What is being asked
Nothing in the entries below may be altered; print them as they stand.

Stored items:
────────────────

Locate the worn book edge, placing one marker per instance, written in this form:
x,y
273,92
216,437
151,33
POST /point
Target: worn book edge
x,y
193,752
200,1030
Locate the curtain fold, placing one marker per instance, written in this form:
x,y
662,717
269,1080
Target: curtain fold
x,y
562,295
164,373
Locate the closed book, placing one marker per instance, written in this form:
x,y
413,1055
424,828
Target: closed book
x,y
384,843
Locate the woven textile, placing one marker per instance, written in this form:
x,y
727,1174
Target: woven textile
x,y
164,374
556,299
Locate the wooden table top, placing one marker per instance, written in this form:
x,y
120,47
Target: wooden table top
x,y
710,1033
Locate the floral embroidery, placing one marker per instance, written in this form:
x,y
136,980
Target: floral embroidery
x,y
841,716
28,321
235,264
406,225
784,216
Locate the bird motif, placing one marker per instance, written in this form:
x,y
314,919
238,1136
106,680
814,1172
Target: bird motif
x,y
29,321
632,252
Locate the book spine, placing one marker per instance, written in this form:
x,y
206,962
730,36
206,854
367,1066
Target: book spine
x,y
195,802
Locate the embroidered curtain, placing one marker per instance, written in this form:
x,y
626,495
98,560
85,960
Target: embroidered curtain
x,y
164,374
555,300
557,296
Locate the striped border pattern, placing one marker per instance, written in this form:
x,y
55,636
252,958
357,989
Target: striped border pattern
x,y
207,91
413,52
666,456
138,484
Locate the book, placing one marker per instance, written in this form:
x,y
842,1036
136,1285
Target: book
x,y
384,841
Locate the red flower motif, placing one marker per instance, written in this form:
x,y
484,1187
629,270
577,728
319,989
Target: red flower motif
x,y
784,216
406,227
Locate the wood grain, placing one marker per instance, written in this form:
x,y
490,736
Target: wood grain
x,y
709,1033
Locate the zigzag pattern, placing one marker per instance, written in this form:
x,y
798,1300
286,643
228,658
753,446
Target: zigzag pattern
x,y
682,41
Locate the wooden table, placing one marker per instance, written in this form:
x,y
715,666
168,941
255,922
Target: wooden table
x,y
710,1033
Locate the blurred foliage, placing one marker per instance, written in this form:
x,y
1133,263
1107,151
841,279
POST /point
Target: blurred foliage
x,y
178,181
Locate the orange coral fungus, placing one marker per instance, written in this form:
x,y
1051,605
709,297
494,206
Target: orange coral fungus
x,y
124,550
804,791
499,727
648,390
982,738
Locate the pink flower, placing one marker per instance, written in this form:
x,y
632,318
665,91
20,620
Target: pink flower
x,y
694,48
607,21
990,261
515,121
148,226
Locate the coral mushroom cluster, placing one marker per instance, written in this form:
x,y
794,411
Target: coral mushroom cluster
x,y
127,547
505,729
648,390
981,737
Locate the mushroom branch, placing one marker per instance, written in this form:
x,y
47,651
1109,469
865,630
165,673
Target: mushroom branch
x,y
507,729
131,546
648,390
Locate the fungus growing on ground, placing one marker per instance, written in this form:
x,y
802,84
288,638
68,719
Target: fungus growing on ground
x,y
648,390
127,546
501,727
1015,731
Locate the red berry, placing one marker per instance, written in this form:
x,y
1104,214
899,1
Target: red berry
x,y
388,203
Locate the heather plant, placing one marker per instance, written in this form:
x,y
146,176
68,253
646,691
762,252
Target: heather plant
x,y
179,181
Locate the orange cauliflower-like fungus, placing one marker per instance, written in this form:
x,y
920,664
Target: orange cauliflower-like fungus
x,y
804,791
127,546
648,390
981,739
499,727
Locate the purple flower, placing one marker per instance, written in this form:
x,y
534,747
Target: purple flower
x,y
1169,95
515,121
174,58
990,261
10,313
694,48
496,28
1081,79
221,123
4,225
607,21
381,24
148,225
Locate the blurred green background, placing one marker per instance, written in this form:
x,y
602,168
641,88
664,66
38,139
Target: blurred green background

────────────────

Result
Locate the worn book edge, placing one marker per instance, written in this form:
x,y
273,92
216,437
151,33
POST /point
Target: worn book edge
x,y
193,752
200,1030
Locate the curtain fold, placing one marker per instance, written in this form:
x,y
662,717
269,1080
Target: curtain fold
x,y
562,295
164,373
Locate the closed book, placing one marker per instance, written in this form:
x,y
413,1055
424,828
Target: closed book
x,y
384,843
Locate the woven textile, placing one marker per instance, written in this form:
x,y
727,1174
Target: woven textile
x,y
164,374
556,299
Locate the wooden table top, placing one marker per instance, written in this form:
x,y
120,47
Target: wooden table top
x,y
710,1033
Locate the floral embroidery, placing one marker per instance, written in this form:
x,y
136,980
Target: floral embroidery
x,y
841,716
28,321
235,264
406,225
784,216
Locate the bird motif, placing one marker per instance, written in this form:
x,y
314,919
238,1136
106,680
814,1172
Target: bird motif
x,y
29,321
632,252
Locate the book spine, placing one marker per instance, written in this form:
x,y
206,962
730,36
206,854
367,1066
Target: book spine
x,y
195,802
Locate the embroidered curtain, placing one marker per instance, written in this form:
x,y
626,495
98,560
85,960
Target: embroidered curtain
x,y
164,374
555,300
557,296
Locate the striped border pattern, placing one marker per instance, written in this form:
x,y
55,636
252,958
357,989
Target: striped border pattern
x,y
207,91
413,52
666,456
138,484
Locate the book, placing one marker per instance, written in this form:
x,y
842,1036
136,1285
Target: book
x,y
384,841
Locate the red flower motif, placing one marker per instance, written in this form:
x,y
484,1187
629,270
577,728
319,989
Target: red flower motif
x,y
784,216
406,227
Locate the wood grain, placing one marker per instance, written in this form:
x,y
490,736
Target: wood grain
x,y
709,1033
Locate the zigzag pattern, placing one marker per instance, written in this form:
x,y
798,1300
286,643
228,658
753,446
Target: zigzag pattern
x,y
682,41
Locate the wooden table, placing one marker per instance, written in this form:
x,y
715,666
168,941
255,922
Target: wooden table
x,y
710,1033
Locate the blurred foliage, placing one marker per instance, written in this form:
x,y
1133,263
1107,151
841,279
POST /point
Target: blurred foliage
x,y
178,181
Locate the orange coral fungus, placing one marker per instance, written in this form:
x,y
1051,605
709,297
494,206
Target: orange coral fungus
x,y
124,550
804,791
499,727
648,390
982,738
Locate the pink flower, placing one marker per instance, written in this form:
x,y
632,318
665,91
20,620
Target: pink flower
x,y
694,48
607,21
990,261
515,121
148,226
Locate the coral mushroom cluster, placing one marker per instance, written in this form:
x,y
794,411
Target: coral mushroom cluster
x,y
127,547
505,729
648,390
981,737
Locate the mushroom branch, placing one marker per instance, written in this form:
x,y
47,651
1109,469
865,630
165,673
Target: mushroom branch
x,y
507,729
131,546
648,390
Locate the fungus growing on ground, placing one marker per instance, written in this form:
x,y
802,84
288,638
68,719
Target: fungus growing on ground
x,y
648,390
127,546
501,727
1015,731
Locate the red berry, placing one marker per instance, written in this form:
x,y
1104,214
899,1
Target: red berry
x,y
388,203
Locate the heather plant, placing one marker per instance, written in this form:
x,y
146,176
68,253
646,691
762,252
Target: heather plant
x,y
179,181
Locate the orange cauliflower-like fungus, placing one marker per instance, written in this form:
x,y
920,664
Target: orange cauliflower-like fungus
x,y
804,791
127,546
648,390
981,739
499,727
Locate the purple flower, placing one marker per instance, written in this form:
x,y
534,747
Target: purple flower
x,y
1169,95
515,121
174,58
990,261
10,313
694,48
496,28
1081,79
221,123
4,225
607,21
381,24
148,225
Locate the blurred green background, placing one marker per instance, written in this form:
x,y
602,168
641,88
664,66
38,139
Target: blurred green background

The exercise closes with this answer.